START Data supplied

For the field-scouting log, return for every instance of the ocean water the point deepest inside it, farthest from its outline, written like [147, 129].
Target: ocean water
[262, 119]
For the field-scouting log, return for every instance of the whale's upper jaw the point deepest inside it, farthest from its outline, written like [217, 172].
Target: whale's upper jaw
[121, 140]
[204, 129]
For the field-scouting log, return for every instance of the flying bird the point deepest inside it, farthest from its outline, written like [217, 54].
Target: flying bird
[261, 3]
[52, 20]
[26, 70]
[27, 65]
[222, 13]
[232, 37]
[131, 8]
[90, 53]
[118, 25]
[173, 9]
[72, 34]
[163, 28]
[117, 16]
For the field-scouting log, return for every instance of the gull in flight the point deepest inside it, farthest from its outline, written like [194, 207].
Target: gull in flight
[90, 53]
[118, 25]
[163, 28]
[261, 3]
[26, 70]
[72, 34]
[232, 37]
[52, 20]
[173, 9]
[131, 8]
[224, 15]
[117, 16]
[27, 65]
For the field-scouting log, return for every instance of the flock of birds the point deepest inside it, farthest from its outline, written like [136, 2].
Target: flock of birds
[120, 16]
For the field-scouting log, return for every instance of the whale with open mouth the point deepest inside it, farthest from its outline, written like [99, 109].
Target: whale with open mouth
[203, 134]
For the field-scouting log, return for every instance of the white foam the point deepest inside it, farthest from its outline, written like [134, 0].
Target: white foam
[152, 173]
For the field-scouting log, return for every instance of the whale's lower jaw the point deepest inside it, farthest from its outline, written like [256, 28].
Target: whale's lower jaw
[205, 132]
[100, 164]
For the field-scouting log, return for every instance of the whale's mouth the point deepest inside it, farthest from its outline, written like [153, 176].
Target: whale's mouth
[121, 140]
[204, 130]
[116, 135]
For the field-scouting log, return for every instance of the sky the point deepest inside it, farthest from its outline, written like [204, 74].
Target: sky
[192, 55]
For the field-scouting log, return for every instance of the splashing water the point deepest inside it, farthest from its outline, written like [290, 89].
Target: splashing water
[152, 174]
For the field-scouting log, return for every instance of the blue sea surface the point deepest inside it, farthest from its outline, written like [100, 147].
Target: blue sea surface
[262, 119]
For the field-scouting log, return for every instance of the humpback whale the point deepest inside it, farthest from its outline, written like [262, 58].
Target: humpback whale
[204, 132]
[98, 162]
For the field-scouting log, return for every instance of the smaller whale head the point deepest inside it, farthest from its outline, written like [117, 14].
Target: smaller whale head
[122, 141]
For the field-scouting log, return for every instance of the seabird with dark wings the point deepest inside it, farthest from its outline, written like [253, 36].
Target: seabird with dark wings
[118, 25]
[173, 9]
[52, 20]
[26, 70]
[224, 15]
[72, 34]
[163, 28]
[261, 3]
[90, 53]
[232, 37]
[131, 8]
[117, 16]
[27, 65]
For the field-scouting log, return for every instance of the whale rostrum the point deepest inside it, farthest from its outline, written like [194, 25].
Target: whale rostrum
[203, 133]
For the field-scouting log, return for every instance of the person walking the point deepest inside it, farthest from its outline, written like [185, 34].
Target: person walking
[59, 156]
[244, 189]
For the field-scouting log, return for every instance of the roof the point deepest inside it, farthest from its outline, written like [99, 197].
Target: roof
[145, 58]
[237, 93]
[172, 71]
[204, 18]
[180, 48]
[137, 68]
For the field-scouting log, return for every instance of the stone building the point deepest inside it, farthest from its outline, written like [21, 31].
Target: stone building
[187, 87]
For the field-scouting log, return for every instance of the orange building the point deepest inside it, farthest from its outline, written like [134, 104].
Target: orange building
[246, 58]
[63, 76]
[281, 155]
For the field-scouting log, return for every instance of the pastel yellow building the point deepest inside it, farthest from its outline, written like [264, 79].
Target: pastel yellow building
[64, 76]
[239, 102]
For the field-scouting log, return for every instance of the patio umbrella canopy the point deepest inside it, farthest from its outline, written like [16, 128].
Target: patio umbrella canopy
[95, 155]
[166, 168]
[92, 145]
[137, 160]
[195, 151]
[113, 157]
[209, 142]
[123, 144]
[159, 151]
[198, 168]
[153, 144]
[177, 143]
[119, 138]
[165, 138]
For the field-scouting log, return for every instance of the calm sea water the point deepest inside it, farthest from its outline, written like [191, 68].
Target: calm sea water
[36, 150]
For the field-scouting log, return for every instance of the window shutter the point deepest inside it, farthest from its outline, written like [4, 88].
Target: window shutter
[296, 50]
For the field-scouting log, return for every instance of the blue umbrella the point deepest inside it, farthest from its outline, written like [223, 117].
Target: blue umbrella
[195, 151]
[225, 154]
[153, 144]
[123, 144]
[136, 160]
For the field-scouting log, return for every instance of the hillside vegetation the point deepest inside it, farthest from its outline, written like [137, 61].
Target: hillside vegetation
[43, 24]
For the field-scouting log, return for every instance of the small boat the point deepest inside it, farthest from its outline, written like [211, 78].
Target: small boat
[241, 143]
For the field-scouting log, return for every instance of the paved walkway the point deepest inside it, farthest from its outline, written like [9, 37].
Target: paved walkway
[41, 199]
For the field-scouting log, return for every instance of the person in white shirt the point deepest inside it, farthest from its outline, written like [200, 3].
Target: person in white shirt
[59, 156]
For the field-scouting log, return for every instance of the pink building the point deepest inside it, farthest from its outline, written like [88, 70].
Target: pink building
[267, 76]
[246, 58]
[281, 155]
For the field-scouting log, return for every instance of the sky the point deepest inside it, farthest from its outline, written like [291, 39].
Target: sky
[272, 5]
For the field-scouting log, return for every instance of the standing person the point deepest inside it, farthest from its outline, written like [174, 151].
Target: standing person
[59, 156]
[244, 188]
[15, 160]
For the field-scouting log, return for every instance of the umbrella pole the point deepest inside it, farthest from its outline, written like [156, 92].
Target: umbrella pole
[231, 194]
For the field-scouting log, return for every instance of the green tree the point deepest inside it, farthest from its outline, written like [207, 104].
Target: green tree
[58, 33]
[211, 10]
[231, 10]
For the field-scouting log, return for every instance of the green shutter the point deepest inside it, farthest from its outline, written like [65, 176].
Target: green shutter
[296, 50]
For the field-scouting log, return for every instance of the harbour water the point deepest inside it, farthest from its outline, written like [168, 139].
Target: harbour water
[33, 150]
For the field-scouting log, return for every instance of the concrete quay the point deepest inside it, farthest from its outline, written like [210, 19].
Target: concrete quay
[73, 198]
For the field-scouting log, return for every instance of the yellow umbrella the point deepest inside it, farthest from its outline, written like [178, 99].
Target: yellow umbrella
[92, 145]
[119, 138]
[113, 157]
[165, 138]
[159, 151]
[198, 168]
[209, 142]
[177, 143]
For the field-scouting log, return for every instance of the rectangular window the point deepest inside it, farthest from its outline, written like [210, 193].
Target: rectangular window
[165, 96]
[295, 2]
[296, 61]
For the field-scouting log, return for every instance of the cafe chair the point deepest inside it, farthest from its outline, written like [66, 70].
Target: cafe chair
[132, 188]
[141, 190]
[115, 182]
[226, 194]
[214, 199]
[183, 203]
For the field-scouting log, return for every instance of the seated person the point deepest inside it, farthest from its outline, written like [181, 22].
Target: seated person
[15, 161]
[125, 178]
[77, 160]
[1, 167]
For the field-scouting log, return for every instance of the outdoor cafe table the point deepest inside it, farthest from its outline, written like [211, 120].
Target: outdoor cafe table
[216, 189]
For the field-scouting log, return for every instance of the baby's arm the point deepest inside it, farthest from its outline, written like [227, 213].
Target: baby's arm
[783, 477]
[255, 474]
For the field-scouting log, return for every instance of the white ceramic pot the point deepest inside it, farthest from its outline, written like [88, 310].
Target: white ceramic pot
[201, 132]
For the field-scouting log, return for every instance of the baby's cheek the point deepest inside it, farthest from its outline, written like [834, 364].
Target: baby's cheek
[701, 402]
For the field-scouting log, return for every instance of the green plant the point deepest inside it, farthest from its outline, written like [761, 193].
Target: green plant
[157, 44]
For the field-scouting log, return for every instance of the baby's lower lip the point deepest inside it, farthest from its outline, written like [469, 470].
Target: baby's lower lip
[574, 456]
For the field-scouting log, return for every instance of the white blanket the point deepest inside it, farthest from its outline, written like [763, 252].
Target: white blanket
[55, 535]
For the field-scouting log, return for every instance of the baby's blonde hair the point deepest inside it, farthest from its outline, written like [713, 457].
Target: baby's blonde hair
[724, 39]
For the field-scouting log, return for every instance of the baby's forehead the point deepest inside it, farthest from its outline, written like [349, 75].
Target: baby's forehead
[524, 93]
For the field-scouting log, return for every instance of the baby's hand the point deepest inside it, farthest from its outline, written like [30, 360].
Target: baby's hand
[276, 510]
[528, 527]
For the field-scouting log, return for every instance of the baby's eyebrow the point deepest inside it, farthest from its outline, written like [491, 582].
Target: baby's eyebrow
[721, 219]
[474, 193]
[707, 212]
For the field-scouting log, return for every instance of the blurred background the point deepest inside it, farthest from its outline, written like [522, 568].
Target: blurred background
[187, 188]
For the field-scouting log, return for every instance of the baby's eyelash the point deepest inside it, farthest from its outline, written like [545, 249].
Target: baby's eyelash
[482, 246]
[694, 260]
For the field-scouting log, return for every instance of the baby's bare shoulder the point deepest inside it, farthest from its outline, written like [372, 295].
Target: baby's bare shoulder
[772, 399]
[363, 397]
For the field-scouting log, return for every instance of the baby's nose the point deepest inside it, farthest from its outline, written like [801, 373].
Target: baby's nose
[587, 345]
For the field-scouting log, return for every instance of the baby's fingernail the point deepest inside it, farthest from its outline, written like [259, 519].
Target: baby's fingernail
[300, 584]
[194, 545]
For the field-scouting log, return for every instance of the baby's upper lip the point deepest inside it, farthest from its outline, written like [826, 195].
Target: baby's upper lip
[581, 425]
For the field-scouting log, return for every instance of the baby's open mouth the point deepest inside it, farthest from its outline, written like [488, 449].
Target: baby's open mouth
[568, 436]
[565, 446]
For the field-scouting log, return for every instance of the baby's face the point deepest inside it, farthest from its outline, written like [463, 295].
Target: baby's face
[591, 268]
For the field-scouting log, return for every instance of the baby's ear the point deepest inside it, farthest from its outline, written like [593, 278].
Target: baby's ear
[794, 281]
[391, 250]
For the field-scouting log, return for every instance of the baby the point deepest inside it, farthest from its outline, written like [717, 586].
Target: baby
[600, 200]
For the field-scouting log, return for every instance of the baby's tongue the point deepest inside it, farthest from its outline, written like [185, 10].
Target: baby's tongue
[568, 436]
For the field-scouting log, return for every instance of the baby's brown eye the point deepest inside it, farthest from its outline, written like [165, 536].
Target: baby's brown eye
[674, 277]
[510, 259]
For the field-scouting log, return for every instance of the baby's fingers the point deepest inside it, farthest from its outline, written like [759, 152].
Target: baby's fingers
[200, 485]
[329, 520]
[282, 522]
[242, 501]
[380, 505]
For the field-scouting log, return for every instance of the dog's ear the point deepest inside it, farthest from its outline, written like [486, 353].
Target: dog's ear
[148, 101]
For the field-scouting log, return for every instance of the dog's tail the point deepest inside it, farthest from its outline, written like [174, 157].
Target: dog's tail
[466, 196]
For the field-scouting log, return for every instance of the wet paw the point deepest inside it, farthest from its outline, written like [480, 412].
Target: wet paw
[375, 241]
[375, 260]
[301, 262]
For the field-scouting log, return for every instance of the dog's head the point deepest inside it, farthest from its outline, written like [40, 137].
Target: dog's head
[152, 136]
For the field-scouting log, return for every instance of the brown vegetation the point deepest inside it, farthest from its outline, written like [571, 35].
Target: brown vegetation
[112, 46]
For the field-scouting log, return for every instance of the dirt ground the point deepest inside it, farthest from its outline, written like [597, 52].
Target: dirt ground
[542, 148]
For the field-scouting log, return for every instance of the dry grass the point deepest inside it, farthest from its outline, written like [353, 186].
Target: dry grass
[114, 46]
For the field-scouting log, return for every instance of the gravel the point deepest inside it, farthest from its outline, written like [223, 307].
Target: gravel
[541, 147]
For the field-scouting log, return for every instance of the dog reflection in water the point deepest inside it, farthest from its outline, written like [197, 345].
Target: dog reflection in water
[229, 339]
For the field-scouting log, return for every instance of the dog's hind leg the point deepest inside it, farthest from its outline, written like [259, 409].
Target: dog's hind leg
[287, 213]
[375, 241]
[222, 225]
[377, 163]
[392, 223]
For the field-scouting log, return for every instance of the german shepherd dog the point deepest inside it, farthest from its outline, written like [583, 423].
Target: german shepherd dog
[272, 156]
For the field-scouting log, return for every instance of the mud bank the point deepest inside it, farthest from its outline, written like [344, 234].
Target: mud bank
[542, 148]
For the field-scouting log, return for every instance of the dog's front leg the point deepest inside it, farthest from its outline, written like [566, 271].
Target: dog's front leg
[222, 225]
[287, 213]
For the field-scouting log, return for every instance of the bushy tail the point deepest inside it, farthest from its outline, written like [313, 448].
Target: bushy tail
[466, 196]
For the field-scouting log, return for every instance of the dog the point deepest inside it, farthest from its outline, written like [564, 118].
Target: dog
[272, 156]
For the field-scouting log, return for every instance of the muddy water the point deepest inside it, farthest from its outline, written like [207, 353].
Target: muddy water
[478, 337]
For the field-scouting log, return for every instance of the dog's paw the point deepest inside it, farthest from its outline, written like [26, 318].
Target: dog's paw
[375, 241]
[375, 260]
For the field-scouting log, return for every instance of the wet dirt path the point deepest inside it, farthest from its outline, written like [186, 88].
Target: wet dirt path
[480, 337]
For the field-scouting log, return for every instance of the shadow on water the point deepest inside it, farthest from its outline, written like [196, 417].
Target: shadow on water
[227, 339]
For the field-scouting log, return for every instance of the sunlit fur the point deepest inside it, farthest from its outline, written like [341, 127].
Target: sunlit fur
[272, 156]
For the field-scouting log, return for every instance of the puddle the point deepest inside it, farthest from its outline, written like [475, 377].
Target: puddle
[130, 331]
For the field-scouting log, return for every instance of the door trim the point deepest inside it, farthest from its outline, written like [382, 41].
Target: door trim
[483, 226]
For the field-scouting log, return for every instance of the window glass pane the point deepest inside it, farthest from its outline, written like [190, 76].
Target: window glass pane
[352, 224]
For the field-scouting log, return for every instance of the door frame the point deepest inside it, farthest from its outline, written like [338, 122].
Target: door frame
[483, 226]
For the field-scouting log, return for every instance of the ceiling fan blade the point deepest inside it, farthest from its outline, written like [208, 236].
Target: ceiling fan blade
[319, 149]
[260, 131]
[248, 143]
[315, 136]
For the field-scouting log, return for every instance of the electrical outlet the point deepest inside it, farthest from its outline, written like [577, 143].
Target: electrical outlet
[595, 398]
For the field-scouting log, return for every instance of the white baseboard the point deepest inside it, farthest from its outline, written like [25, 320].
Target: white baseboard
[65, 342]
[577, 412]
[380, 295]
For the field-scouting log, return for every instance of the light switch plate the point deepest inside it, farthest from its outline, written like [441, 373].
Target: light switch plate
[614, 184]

END Data supplied

* _Your goal_: The listing above holds a line with "like [194, 25]." and a line with "like [99, 197].". Print the stretch from the first through the second, exactly and alone.

* _Written response_:
For the field-scouting log, return for every instance of the whale rostrum the point deepest inside it, farthest from its outline, written like [194, 25].
Target: whale rostrum
[203, 133]
For the field-scouting log, return for every instance of the person walking the point deepest inside it, farthest from its outline, written like [185, 34].
Target: person walking
[59, 156]
[244, 189]
For the field-scouting log, return for every instance of the roof the point deepest inside it, farthest from its outline, written like [99, 197].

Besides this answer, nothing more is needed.